Entries provided.
◇ ◇ ◇ ◇ ◇ ◇ ◇

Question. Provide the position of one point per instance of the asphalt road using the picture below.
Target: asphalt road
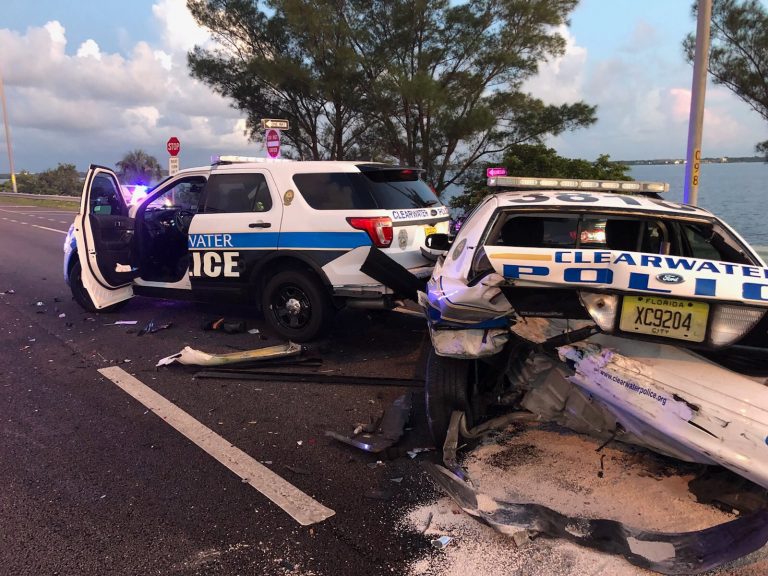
(94, 483)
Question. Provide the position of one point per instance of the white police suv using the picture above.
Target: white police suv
(301, 239)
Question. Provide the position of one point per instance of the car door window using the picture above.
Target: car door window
(228, 193)
(105, 198)
(183, 195)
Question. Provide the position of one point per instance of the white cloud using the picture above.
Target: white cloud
(86, 105)
(643, 103)
(560, 79)
(180, 30)
(89, 48)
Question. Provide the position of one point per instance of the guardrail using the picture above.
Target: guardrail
(41, 197)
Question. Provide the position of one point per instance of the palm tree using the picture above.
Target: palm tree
(138, 167)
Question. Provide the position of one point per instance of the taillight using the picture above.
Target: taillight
(379, 229)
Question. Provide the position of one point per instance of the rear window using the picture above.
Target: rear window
(247, 192)
(378, 189)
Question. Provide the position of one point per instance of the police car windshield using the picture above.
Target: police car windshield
(378, 189)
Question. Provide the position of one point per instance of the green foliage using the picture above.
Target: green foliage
(63, 180)
(738, 56)
(538, 160)
(428, 83)
(138, 167)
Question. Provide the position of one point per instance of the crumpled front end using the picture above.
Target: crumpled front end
(466, 322)
(676, 402)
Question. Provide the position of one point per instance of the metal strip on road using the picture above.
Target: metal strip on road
(301, 507)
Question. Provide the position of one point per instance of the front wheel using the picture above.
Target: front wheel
(296, 305)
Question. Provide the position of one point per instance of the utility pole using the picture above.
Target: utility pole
(698, 89)
(7, 134)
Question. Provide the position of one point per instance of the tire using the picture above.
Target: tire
(80, 294)
(447, 388)
(296, 305)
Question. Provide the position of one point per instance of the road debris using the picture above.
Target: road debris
(663, 552)
(264, 374)
(389, 431)
(226, 326)
(190, 356)
(441, 542)
(150, 328)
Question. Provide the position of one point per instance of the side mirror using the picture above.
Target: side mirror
(438, 242)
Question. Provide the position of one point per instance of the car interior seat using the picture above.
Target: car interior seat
(523, 231)
(624, 234)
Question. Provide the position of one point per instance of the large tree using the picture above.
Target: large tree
(138, 167)
(430, 83)
(64, 180)
(538, 160)
(738, 57)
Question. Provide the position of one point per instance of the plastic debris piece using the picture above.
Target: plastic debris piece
(151, 328)
(441, 542)
(378, 494)
(664, 552)
(389, 431)
(190, 356)
(226, 326)
(412, 453)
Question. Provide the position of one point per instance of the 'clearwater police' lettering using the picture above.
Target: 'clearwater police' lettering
(215, 264)
(210, 241)
(594, 267)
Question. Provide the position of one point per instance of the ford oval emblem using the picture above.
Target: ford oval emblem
(670, 278)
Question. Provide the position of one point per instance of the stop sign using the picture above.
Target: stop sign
(273, 143)
(173, 146)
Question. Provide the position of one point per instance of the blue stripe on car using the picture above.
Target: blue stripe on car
(326, 240)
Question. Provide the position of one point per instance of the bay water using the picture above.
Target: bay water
(736, 192)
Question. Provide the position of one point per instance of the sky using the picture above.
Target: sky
(87, 81)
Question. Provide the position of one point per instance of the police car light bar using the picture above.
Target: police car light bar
(529, 183)
(228, 159)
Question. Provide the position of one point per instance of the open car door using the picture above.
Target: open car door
(105, 239)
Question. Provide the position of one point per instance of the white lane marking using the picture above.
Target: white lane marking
(301, 507)
(46, 228)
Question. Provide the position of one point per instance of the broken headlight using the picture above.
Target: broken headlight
(602, 308)
(730, 323)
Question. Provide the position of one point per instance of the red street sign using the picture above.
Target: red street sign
(273, 143)
(491, 172)
(173, 146)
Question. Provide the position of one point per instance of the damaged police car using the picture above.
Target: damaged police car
(605, 308)
(300, 239)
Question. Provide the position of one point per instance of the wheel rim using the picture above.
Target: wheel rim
(291, 307)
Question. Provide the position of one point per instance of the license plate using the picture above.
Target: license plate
(664, 317)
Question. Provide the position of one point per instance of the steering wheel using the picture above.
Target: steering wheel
(182, 219)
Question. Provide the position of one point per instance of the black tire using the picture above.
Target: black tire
(447, 388)
(296, 305)
(80, 294)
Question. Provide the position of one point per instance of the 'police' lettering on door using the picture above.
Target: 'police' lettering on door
(215, 264)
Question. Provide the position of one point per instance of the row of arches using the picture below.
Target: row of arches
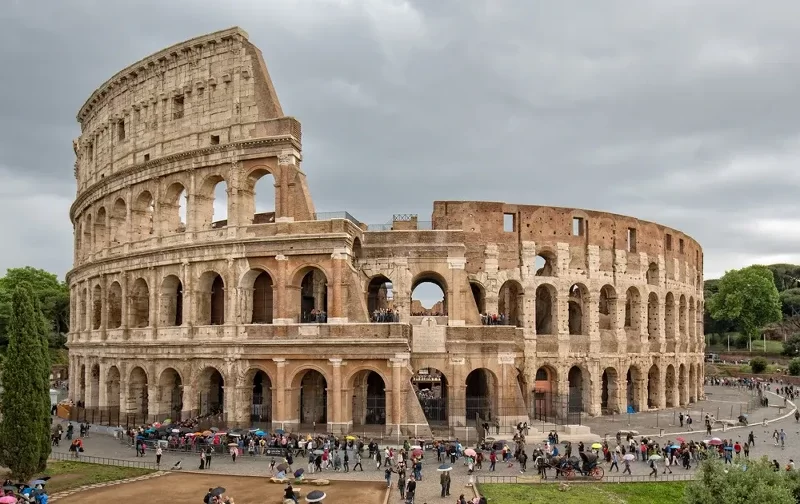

◇ ◇ ◇ ◇ ◇ ◇ ◇

Work instruction. Without any pictures, transcribe the listing above exactly as written.

Result.
Question. Provide the position of one point per instance of the asphalt road using the picture below.
Target: asphalt road
(94, 483)
Question. Provide the position of one point per instance of the white police suv using the picture above.
Target: white police suv
(301, 239)
Question. Provide the position of one point per instance of the car door window using the picture above.
Target: car door window
(228, 193)
(105, 198)
(183, 195)
Question. Provide the position of one point per instance of the white cloud using the picture above.
Target: white cloud
(86, 105)
(643, 103)
(560, 79)
(180, 30)
(89, 48)
Question. Provide the position of one point per instance of the guardrail using the picture above.
Target: guardrail
(41, 197)
Question. Provide the position of one point per instance of the palm tree using the picture above.
Target: palm tree
(138, 167)
Question. Provide the position of one point per instance of the taillight using the picture above.
Target: taillight
(379, 229)
Question. Provide the position of one point per instance of the rear window using the picture above.
Target: rear window
(247, 192)
(378, 189)
Question. Provide the position of one point per instance of the police car windshield using the picture above.
Target: police car windshield
(378, 189)
Question. Provide the position of one point per instance of the green foliage using the picture above.
Target: green foliage
(63, 180)
(738, 56)
(538, 160)
(428, 83)
(138, 167)
Question. Provide the position of one point per instance of the crumpled front end using the picture above.
Target: crumpled front end
(466, 322)
(676, 402)
Question. Provide the position of one point per instance of the metal strip on road using the picture above.
Target: metal strip on road
(301, 507)
Question. Provide the position of one point per instance of the front wheel using the picture above.
Target: front wheel
(296, 305)
Question. Provide the position of one point per instance of the utility pole using the picture above.
Target: utility pole
(698, 89)
(7, 134)
Question. Provide the position of one point per instance of the tire using the picture above.
Target: tire
(80, 294)
(447, 388)
(296, 305)
Question. Provide the position of one point per instance of the road debris using the picture above.
Target: road debris
(663, 552)
(264, 374)
(389, 431)
(226, 326)
(190, 356)
(441, 542)
(150, 328)
Question. Provide the position of one point per instance of the side mirror using the picture above.
Target: side mirror
(438, 242)
Question. Provide the position of one point per instance of the car interior seat using the picture above.
Target: car interior seat
(523, 231)
(624, 234)
Question. Provide the position of one point per instance of the large tree using the picture above.
Target: large tree
(138, 167)
(430, 83)
(64, 180)
(538, 160)
(738, 57)
Question. Provide the position of one point per instance of the plastic debris piece using the picture above.
Target: plastic debris piece
(151, 328)
(441, 542)
(378, 494)
(664, 552)
(389, 431)
(190, 356)
(226, 326)
(412, 453)
Question. Provide the position of one point per instance of the 'clearwater police' lettering using the picture above.
Target: 'clearwater police' lettering
(215, 264)
(210, 241)
(594, 267)
Question. Provide the position of one point per instance of the ford oval emblem using the picture above.
Target: ford oval emblem
(670, 278)
Question. Provide the position of one point per instance of the stop sign using the picture above.
Target: stop sign
(273, 143)
(173, 146)
Question. Provide the position of one point per instance of the blue stripe on car using the picture above.
Target: blue stripe on car
(326, 240)
Question. Provide the position of one point per instance of the bay water using the picture above.
Target: bay water
(736, 192)
Question. Provide the position of one point per instance of the sky using the picture above.
Target: sky
(87, 81)
Question. Provide the position of one point per instance of the police car light bar using the picture above.
Target: police car light bar
(529, 183)
(228, 159)
Question. Provide the position of one point per instance of the open car door using the picture above.
Target: open car door
(105, 239)
Question. Provide the position of one point per instance of the white lane marking using the picture above.
Target: white lane marking
(301, 507)
(46, 228)
Question. Provide the position of one point per instance of the broken headlight using the picture above.
Target: broken headlight
(602, 308)
(730, 323)
Question. Provide the position of one point per instance of the red street sign using the picture above.
Target: red street sign
(273, 143)
(491, 172)
(173, 146)
Question. Provide the position of one point per instance of the damaged police car using the picture above.
Target: damaged police car
(605, 308)
(300, 239)
Question. Provide the position of one point per instance of the wheel rim using the picture above.
Target: wheel rim
(291, 307)
Question. Provide the position of one point per instance of the license plate using the picture above.
Target: license plate
(664, 317)
Question. Provide the position of one point per instance of the steering wheel using the picture above.
Target: steering wheel
(182, 219)
Question. Provide the position of one point per instance of the black tire using the picture above.
Target: black tire
(447, 388)
(296, 305)
(80, 294)
Question. Provide the position of one point per instance of the 'police' lettering on door using the picture above.
Target: 'police' lettering on door
(215, 264)
Question. Provide the position of one point per instance of the row of arches using the picture below.
Target: row of arches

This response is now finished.